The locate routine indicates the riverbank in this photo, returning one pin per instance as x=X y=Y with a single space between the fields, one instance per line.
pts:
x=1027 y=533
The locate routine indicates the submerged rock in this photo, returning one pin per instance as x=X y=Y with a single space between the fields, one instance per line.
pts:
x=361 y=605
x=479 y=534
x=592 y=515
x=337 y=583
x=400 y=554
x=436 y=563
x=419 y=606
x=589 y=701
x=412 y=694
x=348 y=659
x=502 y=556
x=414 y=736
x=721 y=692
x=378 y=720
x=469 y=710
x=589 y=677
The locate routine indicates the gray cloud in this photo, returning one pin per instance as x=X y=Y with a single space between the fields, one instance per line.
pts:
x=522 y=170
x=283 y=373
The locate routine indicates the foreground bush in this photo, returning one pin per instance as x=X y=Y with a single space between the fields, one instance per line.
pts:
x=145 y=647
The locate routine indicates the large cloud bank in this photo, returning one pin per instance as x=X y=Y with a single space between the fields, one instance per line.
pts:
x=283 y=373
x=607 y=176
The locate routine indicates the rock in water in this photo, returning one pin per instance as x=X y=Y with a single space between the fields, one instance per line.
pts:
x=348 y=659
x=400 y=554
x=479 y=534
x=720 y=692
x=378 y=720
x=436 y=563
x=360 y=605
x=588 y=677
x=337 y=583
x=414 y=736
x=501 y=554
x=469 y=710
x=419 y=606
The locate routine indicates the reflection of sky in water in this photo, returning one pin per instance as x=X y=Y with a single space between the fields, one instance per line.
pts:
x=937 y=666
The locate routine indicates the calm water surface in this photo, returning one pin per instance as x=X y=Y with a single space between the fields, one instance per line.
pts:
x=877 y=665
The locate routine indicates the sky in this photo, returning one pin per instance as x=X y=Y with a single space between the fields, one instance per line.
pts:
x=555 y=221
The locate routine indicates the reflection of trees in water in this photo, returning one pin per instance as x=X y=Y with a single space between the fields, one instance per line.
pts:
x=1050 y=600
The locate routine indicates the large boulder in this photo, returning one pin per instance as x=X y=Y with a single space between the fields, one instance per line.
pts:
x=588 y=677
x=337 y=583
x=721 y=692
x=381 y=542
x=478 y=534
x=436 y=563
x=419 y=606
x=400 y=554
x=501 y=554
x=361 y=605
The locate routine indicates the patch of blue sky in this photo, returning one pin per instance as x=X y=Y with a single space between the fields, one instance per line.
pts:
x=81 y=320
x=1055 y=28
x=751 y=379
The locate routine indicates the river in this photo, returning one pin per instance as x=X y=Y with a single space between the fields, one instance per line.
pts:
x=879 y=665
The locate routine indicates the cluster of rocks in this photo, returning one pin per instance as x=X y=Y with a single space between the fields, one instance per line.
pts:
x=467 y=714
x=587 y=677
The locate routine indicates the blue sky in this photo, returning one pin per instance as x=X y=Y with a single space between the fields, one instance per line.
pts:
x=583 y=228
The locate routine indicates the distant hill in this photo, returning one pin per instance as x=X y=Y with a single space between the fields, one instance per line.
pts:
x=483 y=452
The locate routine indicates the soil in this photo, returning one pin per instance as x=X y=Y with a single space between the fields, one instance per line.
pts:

---

Problem details — All of the records above are to be copied exactly.

Solution below —
The locate routine indicates the riverbank in this photo, returning one pin per instance as x=X y=Y with a single space between the fields, one instance per line.
pts:
x=1027 y=533
The locate routine indicates the submerged rock in this photo, returning one pin per instance as x=X y=Y with a single space between the fields, one instance per line.
pts:
x=361 y=605
x=479 y=534
x=592 y=515
x=337 y=583
x=400 y=554
x=436 y=563
x=419 y=606
x=589 y=701
x=412 y=694
x=348 y=659
x=502 y=556
x=414 y=736
x=721 y=692
x=378 y=720
x=469 y=710
x=589 y=677
The locate routine indicates the gray cloud in this photo, returning one pin per instance as x=X y=Y with a single space between the fields, one instance per line.
pts:
x=522 y=170
x=283 y=373
The locate routine indicates the foreground bush in this photo, returning one pin per instance as x=X y=Y with a single space between the fields, one instance per line.
pts:
x=145 y=647
The locate routine indicates the large cloud bank in this photo, returning one pin per instance as x=X y=Y with a single space between the fields, one instance per line.
pts:
x=283 y=373
x=607 y=176
The locate routine indicates the rock in water in this photo, returning one pin per instance as x=X y=Y with a single space between the fields, one instance per line.
pts:
x=348 y=659
x=400 y=554
x=479 y=534
x=720 y=692
x=378 y=720
x=436 y=563
x=360 y=605
x=588 y=677
x=337 y=583
x=414 y=736
x=501 y=554
x=469 y=710
x=419 y=606
The locate routine indicates the reflection of sky in water in this photo, returning one pin per instance as x=X y=Y with a single space between the fields, one instance per line.
pts:
x=937 y=666
The locate routine indicates the calm water surface in this photo, returning one pin per instance as x=X y=Y with a single space between the fields, one instance per line.
pts:
x=877 y=665
The locate routine indicates the sky in this photo, returning one pin per instance as x=X y=Y with a single space between the fields, one instance per line.
pts:
x=555 y=221
The locate routine indicates the reflection of trees in water in this photo, returning one pin per instance as x=X y=Y with a single space between the fields, one instance per line.
pts:
x=1050 y=600
The locate routine indicates the large boulder in this photo, returning one pin per instance as x=X y=Y with a single space between the fields, one instance per line.
pts:
x=588 y=677
x=337 y=583
x=721 y=692
x=381 y=542
x=478 y=534
x=436 y=563
x=419 y=606
x=400 y=554
x=501 y=554
x=361 y=605
The locate routine indicates the patch of blue sky in this photo, returning one pin per instance as x=X y=Y with a single space between the fields, one instance per line.
pts:
x=81 y=320
x=1055 y=28
x=751 y=379
The locate routine indicates the river in this photo, returning one pin per instance as x=X y=Y with a single space between the fields, one instance per line.
pts:
x=879 y=665
The locate routine indicates the cluster of rocks in this photo, returning one pin per instance as x=X y=Y with a single space between the fields, one instance per line.
pts:
x=467 y=714
x=587 y=677
The locate routine indicates the blue sky in this photo, returning one pin per instance as x=X y=Y with a single space between the fields, one instance per line.
pts:
x=583 y=228
The locate routine indicates the distant hill in this photo, returning one pin per instance as x=X y=Y with a single space between the fields, one instance per line.
pts:
x=483 y=452
The locate routine indicates the soil in this photo, returning one pin per instance as x=X y=Y with a single space between the fields, one instance per line.
pts:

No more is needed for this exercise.